● Extrait:
━━━━━━

3. Tout d'abord, le décret du 2 novembre 2016 a supprimé le 1° de l'article R. 421-3 du code de justice administrative à compter du 1er janvier 2017 et a prévu que les nouvelles dispositions de cet article s'appliqueraient aux requêtes enregistrées à partir de cette date. Il en résulte que, s'agissant des décisions implicites relevant du plein contentieux, la nouvelle règle selon laquelle, sauf dispositions législatives ou réglementaires qui leur seraient propres, le délai de recours de deux mois court à compter de la date à laquelle elles sont nées, est applicable aux décisions nées à compter du 1er janvier 2017. S'agissant, en revanche, des décisions nées avant le 1er janvier 2017, les dispositions de l'article 35 de ce décret, qui fixe les conditions de son entrée en vigueur, n'ont pas pour objet et n'auraient pu légalement avoir pour effet de déroger au principe général du droit selon lequel, en matière de délai de procédure, il ne peut être rétroactivement porté atteinte aux droits acquis par les parties sous l'empire des textes en vigueur à la date à laquelle le délai a commencé à courir. Il s'ensuit que, s'agissant des refus implicites nés avant le 1er janvier 2017 relevant du plein contentieux, le décret du 2 novembre 2016 n'a pas fait courir le délai de recours contre ces décisions à compter de la date à laquelle elles sont nées mais a fait courir un délai franc de recours de deux mois à compter du 1er janvier 2017, soit jusqu'au 2 mars 2017. Par suite, M. B... n'est pas fondé à soutenir que le décret du 2 novembre 2016 aurait porté illégalement atteinte aux droits acquis résultant d'une situation constituée avant l'entrée en vigueur de ce décret.

━━━━━━

Pouvez-vous écrire la suite de l'extrait sur le délai de recours contre les décisions implicites, à partir de sa dernière phrase ? Les enregistrements qui suivent proviennent d'une source distincte.

━━━━━━

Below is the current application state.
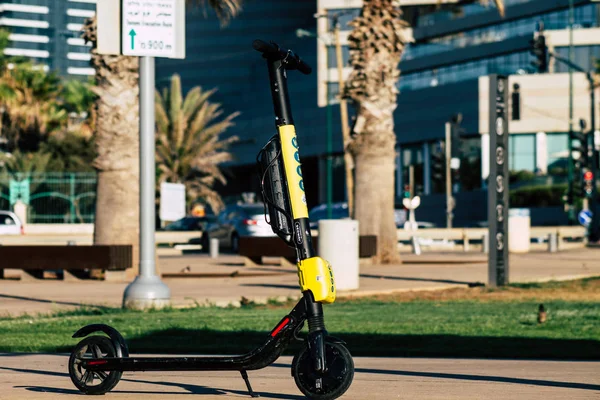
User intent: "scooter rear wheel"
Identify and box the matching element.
[69,336,123,394]
[292,342,354,400]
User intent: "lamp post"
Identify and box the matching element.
[567,0,575,224]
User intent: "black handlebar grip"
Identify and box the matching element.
[252,39,279,53]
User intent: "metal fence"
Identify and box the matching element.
[0,172,97,224]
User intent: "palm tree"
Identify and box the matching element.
[83,0,241,270]
[343,0,504,262]
[60,79,96,139]
[156,75,239,211]
[0,63,67,151]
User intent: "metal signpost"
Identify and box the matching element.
[97,0,185,308]
[488,75,509,287]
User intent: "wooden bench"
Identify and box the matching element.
[239,236,377,265]
[0,245,133,281]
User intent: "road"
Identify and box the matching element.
[0,353,600,400]
[0,249,600,315]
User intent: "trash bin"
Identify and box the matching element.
[319,219,359,290]
[508,208,531,253]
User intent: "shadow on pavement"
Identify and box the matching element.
[0,367,304,400]
[356,368,600,390]
[360,274,485,287]
[49,328,600,361]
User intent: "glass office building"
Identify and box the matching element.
[0,0,96,78]
[157,0,600,225]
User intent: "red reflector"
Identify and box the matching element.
[271,317,290,337]
[88,360,108,365]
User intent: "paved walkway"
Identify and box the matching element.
[0,353,600,400]
[0,249,600,315]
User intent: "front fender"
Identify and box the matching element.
[72,324,129,358]
[325,335,346,345]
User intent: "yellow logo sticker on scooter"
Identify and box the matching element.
[279,125,308,219]
[298,257,336,303]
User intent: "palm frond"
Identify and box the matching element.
[187,0,242,25]
[155,75,239,209]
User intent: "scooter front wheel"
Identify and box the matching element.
[69,336,123,394]
[292,342,354,400]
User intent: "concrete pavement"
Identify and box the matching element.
[0,249,600,315]
[0,353,600,400]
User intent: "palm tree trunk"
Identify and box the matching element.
[84,19,140,277]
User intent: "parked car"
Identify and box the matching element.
[0,211,24,235]
[164,215,216,232]
[163,215,216,250]
[203,203,275,253]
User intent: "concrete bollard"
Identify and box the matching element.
[210,239,219,258]
[319,219,360,290]
[481,231,490,254]
[548,233,558,253]
[410,236,421,256]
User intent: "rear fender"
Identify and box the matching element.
[72,324,129,358]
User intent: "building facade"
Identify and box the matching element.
[0,0,96,78]
[157,0,600,225]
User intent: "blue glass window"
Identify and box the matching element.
[508,135,535,172]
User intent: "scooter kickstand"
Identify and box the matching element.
[240,370,260,397]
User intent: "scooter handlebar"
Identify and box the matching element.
[252,39,312,75]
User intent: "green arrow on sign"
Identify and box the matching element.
[129,29,136,50]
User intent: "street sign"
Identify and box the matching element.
[577,210,592,228]
[9,179,29,206]
[160,182,185,221]
[121,0,185,58]
[402,196,421,210]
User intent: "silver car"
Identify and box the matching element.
[206,203,275,253]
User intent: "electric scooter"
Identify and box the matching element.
[69,40,354,400]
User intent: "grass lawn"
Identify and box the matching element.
[0,278,600,360]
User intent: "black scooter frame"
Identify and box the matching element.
[73,40,343,397]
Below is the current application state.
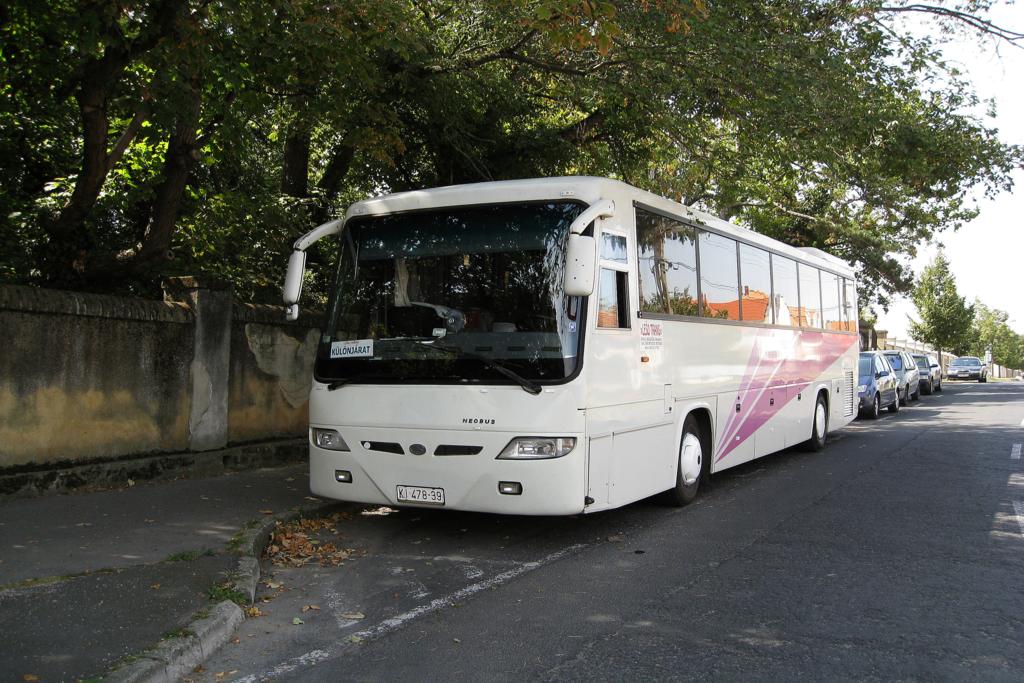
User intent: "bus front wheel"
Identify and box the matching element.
[665,415,711,506]
[805,393,828,451]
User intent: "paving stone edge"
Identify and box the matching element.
[102,502,337,683]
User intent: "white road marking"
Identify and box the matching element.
[1014,501,1024,536]
[233,543,587,683]
[355,544,586,640]
[234,650,331,683]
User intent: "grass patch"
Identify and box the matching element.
[206,583,249,607]
[160,628,196,640]
[227,519,263,555]
[164,548,216,562]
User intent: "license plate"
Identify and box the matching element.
[398,484,444,505]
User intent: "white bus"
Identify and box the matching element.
[285,177,859,515]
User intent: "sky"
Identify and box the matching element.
[877,5,1024,339]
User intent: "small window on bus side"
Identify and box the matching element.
[697,230,739,321]
[798,263,821,328]
[597,268,630,329]
[771,254,800,327]
[843,278,859,332]
[636,209,697,315]
[821,270,844,332]
[739,243,772,323]
[601,232,627,263]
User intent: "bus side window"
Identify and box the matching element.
[597,268,630,329]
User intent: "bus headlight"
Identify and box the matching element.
[498,436,575,460]
[311,427,348,451]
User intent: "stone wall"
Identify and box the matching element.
[0,278,319,470]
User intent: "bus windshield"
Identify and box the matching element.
[314,202,584,388]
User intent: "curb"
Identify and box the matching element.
[102,501,344,683]
[103,600,246,683]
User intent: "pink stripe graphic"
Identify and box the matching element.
[715,330,858,462]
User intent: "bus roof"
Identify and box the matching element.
[345,175,854,278]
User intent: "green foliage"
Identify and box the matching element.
[970,299,1024,369]
[0,0,1022,304]
[910,251,975,355]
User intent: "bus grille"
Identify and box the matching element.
[843,370,856,417]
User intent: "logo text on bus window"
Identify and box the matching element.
[331,339,374,358]
[640,321,665,349]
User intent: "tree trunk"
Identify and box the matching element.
[132,82,202,272]
[281,122,309,198]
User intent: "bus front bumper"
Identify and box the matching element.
[309,427,586,515]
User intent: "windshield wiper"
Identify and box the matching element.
[420,341,542,396]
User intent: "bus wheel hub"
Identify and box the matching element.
[679,434,703,486]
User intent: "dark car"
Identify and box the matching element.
[913,353,942,393]
[883,351,921,405]
[946,355,988,382]
[857,351,899,420]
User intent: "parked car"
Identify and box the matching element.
[883,351,921,405]
[857,351,899,420]
[913,353,942,394]
[946,355,988,382]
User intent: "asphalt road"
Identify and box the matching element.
[194,383,1024,681]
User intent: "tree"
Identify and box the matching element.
[910,251,975,356]
[0,0,1024,303]
[971,299,1024,369]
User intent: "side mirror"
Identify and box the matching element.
[565,234,597,296]
[282,250,306,321]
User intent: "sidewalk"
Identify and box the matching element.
[0,464,329,681]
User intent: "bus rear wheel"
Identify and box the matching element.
[665,415,711,507]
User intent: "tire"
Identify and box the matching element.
[804,393,828,453]
[664,415,711,507]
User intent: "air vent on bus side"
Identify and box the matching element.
[362,441,406,456]
[843,370,857,418]
[434,443,483,456]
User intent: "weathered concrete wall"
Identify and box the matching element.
[227,305,319,443]
[0,278,318,470]
[0,286,194,467]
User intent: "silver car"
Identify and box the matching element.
[883,351,921,405]
[913,353,942,394]
[946,355,988,382]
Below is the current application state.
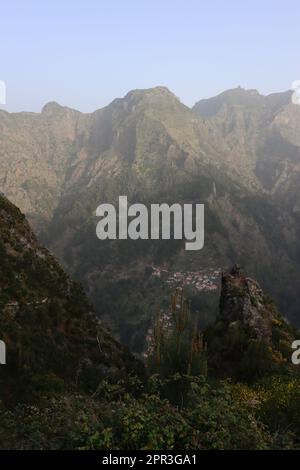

━━━━━━

● Réponse attendue:
4. Ensuite, M. B... soutient que le décret du 2 novembre 2016 méconnaît le principe de sécurité juridique en remettant en cause une situation juridique antérieurement régie par la seule prescription quadriennale en cas de décision implicite de rejet de la réclamation indemnitaire préalable. Toutefois, si la prise en compte de la sécurité juridique, qui implique que ne puissent être remises en cause indéfiniment des situations consolidées par l'effet du temps, est assurée par la seule application des règles de prescription dans le cadre d'un recours tendant à la mise en jeu de la responsabilité d'une personne publique lorsque le délai de recours prévu par les dispositions du code de justice administrative n'est pas opposable, il n'implique pas qu'aucune règle de forclusion ne puisse indéfiniment être opposée à une décision de refus implicite antérieure au 1er janvier 2017.
5. Si M. B... soutient qu'un délai raisonnable de recours doit être accordé, soit à compter de la décision de rejet née du silence de l'administration, soit à compter de l'entrée en vigueur du décret du 2 novembre 2016, applicable à compter du 1er janvier 2017 aux requêtes enregistrées à compter de cette date, il ne le peut utilement dès lors que le délai raisonnable n'a été conçu que pour le cas où la condition d'opposabilité du délai règlementaire de droit commun de deux mois, tenant à l'information sur les voies et délais de recours, n'est pas remplie, hypothèse qui ne s'applique pas dans le cadre des relations entre l'administration et ses agents en vertu de l'article L. 112-2 du code des relations entre le public et l'administration qui rend inapplicable aux agents les règles relatives à la délivrance d'un accusé de réception.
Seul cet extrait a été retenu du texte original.